Problems to solve:
**A)** In the email about the RRG document, which section's original phrasing does the writer strongly object to?
**B)** From the email about the RRG document, extract the part that opens with the words containing "I also don't" and closes with "of that group.".
**C)** Rewrite the paragraph of the email about the RRG document that begins "I also don't believe it is a true statement" in fewer words, keeping its main facts.

Text segment:
— START —
Hi Tony-

>  First, I¹ve added some text in the Introduction:
> 
>       This document also includes the recommendation from the research
>       group to the IETF.  The group did not reach consensus on this
>       recommendation, thus the recommendation reflects the decision of
>       the co-chairs.  The group did reach consensus that the overall
>       document should be published.
> 
> The last sentence is a bit presumptive at present.  ;-)

I also don't believe it is a true statement. As currently written, I
would not agree that this document should be published as the product
of a group called "the RRG", particularly not if my attendance in all
of the RRG meetings, including on the "[email protected]", and participation
in all of the discussions that occurred during the past three years
mean that I am a member of that group.

I strongly object to the original phrasing of section 17.2:

> 17.2.  Recommendation to the IETF
> 
>    On behalf of the routing research group, the co-chairs would like to
>    recommend that the IETF pursue work in the following areas:
> 
>       Aggregation in Increasing Scopes [I-D.zhang-evolution]
> 
>       Identifier/Locator Network Protocol (ILNP) [ILNP Site]
> 
>       Renumbering [I-D.carpenter-renum-needs-work]

which I realize is undergoing changes. The critical point is that
by stating "On behalf of the routing research group", you are implying
that this document is a recommendation that reflects the opinion of
the group of people making up "the RRG", which presumably includes
those on the "[email protected]" mailing list and/or those who attended
RRG meetings during the past year. This implication will remain even
if you explicitly state elsewhere in the document that no consensus
exists. Given the lack of any semblence of consensus (beyond perhaps
an agreement that no conensus on any recommendation is possible), it
is completely inappropriate to even suggest that "the RRG" contributed
to or supports this recommendation.
— END —
Dataset excerpts:
— START —
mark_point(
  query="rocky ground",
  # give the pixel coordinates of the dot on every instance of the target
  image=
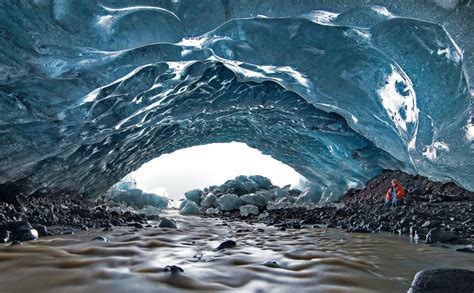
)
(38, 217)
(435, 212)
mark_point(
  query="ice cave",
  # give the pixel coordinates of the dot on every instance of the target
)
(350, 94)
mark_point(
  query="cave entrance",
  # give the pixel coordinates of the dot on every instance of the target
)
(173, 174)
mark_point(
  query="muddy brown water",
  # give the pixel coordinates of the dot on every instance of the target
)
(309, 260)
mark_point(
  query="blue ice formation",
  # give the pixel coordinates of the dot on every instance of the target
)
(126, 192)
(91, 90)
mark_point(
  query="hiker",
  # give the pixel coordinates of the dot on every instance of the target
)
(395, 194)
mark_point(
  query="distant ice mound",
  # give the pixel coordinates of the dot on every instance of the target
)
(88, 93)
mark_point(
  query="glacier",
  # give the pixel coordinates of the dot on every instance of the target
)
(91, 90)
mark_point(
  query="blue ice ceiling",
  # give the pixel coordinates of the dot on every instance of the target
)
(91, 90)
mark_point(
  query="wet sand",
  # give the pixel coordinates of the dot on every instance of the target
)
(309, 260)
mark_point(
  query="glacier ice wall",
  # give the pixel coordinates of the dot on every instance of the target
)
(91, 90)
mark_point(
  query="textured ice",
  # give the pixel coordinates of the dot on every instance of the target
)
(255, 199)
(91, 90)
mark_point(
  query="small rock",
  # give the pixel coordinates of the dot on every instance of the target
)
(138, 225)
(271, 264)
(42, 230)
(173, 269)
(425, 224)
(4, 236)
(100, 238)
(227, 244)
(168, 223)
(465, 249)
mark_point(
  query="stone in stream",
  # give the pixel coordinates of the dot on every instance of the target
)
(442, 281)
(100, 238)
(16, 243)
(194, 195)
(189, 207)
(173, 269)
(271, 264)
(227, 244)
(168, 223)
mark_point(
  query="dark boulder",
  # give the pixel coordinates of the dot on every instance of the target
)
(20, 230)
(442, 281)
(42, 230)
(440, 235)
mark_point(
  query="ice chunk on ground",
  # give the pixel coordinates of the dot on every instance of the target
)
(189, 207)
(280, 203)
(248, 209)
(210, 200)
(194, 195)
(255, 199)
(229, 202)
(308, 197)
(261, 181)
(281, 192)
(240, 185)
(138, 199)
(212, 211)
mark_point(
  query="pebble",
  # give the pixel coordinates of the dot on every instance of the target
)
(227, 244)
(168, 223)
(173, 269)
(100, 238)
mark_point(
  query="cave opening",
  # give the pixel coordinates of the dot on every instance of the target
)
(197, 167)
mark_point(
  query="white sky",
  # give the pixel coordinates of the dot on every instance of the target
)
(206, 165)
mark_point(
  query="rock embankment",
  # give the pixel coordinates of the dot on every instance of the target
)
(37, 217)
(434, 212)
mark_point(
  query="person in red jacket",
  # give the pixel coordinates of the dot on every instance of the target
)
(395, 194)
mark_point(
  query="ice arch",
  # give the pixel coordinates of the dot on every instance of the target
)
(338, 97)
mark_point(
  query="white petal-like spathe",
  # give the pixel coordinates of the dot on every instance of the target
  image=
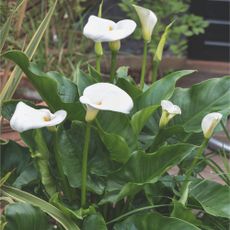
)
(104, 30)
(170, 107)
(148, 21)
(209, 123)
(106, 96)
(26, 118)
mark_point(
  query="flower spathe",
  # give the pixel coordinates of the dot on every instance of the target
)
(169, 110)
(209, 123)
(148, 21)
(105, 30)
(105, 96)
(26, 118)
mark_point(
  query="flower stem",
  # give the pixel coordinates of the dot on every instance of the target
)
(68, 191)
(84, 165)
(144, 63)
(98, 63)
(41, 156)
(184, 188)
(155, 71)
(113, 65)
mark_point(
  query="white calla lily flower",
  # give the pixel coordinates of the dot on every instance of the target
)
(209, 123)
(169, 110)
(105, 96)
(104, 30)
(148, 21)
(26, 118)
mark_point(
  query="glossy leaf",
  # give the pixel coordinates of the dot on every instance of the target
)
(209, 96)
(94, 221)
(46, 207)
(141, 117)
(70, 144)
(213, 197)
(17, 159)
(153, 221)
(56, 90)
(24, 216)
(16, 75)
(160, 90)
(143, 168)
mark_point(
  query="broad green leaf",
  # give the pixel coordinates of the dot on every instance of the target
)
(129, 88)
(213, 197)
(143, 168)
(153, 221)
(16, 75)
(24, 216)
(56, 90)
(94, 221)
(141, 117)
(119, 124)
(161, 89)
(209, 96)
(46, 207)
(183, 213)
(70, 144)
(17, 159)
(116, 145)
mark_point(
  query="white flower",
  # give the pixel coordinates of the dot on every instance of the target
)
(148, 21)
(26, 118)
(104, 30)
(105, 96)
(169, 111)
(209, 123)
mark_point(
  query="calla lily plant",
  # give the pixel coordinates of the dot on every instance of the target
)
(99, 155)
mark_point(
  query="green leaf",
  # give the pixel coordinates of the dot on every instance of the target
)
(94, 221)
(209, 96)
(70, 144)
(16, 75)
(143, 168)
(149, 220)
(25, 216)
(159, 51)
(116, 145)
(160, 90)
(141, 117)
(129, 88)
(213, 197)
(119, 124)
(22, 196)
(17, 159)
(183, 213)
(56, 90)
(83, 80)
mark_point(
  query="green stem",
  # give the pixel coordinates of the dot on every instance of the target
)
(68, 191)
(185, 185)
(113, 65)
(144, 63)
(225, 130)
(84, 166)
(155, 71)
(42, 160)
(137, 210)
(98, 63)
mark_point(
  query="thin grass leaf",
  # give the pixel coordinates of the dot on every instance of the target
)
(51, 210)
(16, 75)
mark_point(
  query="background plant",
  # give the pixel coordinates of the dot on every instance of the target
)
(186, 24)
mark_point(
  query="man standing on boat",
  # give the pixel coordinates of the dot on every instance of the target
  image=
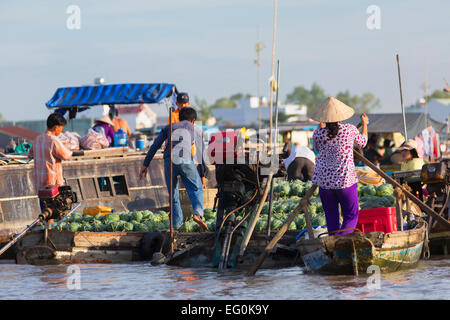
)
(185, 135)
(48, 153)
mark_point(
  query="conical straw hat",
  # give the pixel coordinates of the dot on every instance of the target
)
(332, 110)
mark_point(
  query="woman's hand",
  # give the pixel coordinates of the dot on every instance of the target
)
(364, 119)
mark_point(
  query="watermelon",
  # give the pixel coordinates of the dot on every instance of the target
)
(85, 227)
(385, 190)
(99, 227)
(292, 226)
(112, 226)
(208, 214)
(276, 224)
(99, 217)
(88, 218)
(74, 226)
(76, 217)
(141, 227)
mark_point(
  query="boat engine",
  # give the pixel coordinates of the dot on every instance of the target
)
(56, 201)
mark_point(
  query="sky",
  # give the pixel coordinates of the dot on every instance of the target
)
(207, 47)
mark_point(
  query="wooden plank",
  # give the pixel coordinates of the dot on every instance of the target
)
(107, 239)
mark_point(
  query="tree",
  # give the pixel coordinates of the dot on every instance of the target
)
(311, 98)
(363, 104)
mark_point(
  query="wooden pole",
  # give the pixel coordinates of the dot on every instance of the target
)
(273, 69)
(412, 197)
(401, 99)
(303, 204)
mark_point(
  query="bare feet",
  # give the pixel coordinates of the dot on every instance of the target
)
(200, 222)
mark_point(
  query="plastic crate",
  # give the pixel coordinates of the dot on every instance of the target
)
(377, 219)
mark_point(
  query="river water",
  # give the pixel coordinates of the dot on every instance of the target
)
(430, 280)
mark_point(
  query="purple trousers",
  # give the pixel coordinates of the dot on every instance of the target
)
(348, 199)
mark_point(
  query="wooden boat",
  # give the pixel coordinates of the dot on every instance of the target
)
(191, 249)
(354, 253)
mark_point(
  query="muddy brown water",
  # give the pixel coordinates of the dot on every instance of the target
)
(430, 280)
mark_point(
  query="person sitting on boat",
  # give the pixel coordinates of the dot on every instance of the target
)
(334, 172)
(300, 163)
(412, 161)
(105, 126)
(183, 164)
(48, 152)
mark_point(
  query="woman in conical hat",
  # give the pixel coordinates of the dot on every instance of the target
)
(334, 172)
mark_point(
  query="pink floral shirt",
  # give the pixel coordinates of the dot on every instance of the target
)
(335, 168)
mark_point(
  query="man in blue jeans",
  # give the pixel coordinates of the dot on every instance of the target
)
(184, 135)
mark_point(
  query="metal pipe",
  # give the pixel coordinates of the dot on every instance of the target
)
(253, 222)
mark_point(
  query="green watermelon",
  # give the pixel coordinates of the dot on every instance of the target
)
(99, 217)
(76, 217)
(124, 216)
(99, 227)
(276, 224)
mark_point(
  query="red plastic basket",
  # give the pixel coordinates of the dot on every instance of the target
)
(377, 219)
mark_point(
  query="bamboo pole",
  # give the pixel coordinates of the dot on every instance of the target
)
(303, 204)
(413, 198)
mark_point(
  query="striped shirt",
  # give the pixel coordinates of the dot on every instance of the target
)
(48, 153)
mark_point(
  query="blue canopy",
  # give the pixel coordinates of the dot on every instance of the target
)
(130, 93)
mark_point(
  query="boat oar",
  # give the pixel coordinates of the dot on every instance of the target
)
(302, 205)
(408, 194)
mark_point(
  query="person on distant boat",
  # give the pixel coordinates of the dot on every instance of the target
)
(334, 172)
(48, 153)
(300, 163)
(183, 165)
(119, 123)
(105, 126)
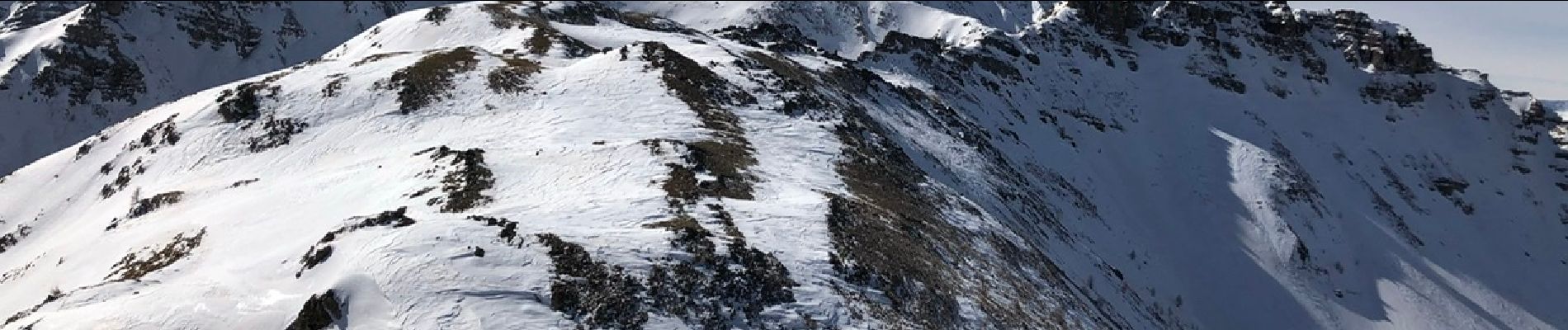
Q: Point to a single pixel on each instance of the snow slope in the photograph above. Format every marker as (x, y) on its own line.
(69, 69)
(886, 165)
— END —
— START —
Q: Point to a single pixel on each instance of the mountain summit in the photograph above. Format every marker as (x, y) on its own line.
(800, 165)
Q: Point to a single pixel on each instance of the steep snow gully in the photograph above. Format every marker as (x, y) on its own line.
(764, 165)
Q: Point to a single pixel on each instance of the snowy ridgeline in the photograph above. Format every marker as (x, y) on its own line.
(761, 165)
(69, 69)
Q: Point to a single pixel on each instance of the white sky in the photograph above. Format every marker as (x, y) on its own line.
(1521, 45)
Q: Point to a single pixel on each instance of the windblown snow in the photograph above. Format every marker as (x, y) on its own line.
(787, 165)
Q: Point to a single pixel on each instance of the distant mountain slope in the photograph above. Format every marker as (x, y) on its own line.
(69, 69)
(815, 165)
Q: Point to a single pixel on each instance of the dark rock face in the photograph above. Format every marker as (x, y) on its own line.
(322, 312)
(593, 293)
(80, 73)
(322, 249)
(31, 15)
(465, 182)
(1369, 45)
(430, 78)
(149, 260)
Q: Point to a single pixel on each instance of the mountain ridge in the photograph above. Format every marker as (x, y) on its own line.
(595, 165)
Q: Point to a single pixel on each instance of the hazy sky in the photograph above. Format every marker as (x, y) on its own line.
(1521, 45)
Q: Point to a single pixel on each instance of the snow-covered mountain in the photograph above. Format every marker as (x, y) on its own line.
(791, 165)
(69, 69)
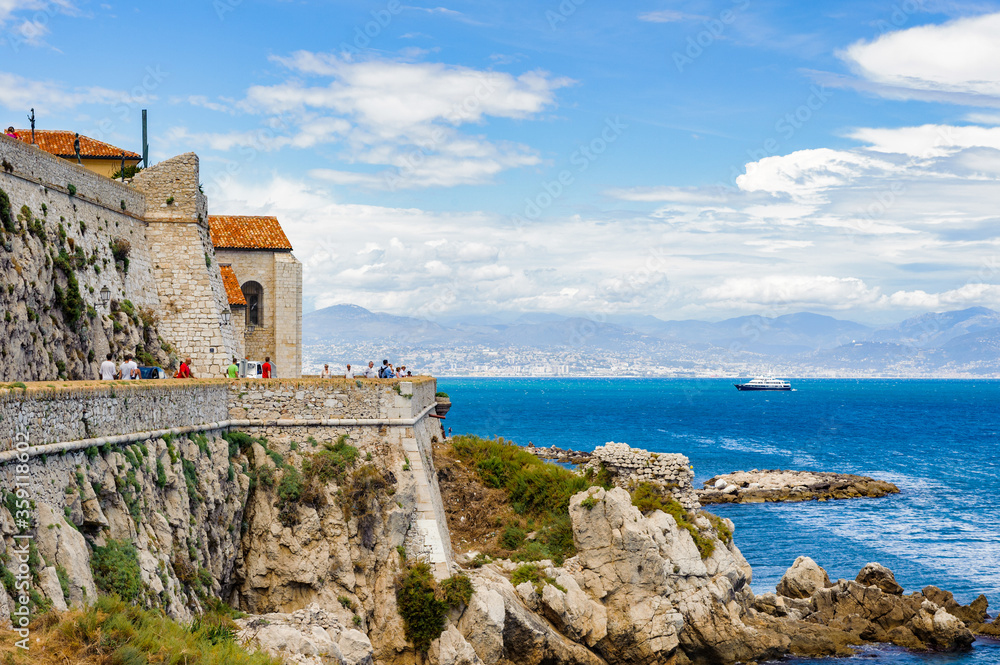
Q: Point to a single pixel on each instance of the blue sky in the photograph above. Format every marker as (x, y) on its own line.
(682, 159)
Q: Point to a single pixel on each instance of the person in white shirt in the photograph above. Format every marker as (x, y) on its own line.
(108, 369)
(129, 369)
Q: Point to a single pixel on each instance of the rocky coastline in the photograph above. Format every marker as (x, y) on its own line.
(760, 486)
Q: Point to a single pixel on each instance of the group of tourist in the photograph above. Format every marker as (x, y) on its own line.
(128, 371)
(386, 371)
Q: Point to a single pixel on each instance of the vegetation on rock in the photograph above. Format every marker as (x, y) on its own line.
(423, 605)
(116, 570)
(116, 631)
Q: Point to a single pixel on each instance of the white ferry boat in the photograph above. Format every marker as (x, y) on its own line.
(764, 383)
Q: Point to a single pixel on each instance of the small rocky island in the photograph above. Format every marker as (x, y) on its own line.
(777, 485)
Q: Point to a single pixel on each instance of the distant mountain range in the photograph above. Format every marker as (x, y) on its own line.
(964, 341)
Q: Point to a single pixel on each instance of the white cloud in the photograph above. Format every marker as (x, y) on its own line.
— END —
— START —
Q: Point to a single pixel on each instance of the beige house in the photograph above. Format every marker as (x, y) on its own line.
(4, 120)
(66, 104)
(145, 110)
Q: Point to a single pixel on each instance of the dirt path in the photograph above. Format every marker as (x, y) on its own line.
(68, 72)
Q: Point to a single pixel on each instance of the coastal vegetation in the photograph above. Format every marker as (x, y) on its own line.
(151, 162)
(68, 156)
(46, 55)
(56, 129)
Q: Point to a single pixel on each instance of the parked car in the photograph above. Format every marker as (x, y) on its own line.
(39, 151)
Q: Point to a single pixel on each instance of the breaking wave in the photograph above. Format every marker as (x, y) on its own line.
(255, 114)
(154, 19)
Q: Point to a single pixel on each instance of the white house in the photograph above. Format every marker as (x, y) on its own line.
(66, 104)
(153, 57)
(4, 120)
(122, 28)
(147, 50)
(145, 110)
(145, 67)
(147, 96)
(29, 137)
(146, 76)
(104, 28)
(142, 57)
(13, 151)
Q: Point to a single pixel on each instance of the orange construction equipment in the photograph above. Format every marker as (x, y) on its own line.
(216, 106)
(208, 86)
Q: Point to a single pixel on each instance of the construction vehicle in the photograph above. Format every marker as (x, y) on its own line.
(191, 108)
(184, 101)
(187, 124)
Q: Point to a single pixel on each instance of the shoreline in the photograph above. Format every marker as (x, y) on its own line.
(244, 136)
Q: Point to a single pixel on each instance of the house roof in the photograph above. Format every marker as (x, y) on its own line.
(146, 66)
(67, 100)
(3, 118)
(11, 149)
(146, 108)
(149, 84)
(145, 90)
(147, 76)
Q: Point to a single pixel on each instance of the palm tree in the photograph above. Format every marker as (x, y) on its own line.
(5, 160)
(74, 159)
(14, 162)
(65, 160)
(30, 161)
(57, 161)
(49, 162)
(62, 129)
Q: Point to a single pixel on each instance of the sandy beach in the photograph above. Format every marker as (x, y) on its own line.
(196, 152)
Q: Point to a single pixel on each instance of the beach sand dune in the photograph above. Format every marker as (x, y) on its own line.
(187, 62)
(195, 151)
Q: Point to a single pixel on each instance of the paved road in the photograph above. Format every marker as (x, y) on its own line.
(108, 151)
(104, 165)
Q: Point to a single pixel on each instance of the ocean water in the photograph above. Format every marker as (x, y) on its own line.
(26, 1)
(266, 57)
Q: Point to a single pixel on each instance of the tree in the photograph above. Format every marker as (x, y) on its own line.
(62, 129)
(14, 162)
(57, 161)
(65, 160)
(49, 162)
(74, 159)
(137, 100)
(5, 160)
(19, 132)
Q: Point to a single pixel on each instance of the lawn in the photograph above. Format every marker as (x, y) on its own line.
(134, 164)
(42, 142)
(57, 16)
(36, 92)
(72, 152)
— END —
Solutions per task:
**A)** Section 17.2, "Recommendation to the IETF."

**B)**
I also don't believe it is a true statement. As currently written, I
would not agree that this document should be published as the product
of a group called "the RRG", particularly not if my attendance in all
of the RRG meetings, including on the "[email protected]", and participation
in all of the discussions that occurred during the past three years
mean that I am a member of that group.

**C)** The writer considers the statement untrue and, as the document is currently written, would not agree to its publication as the product of a group called "the RRG." This is especially so if attending all RRG meetings, including on "[email protected]," and taking part in all discussions over the past three years make the writer a member of that group.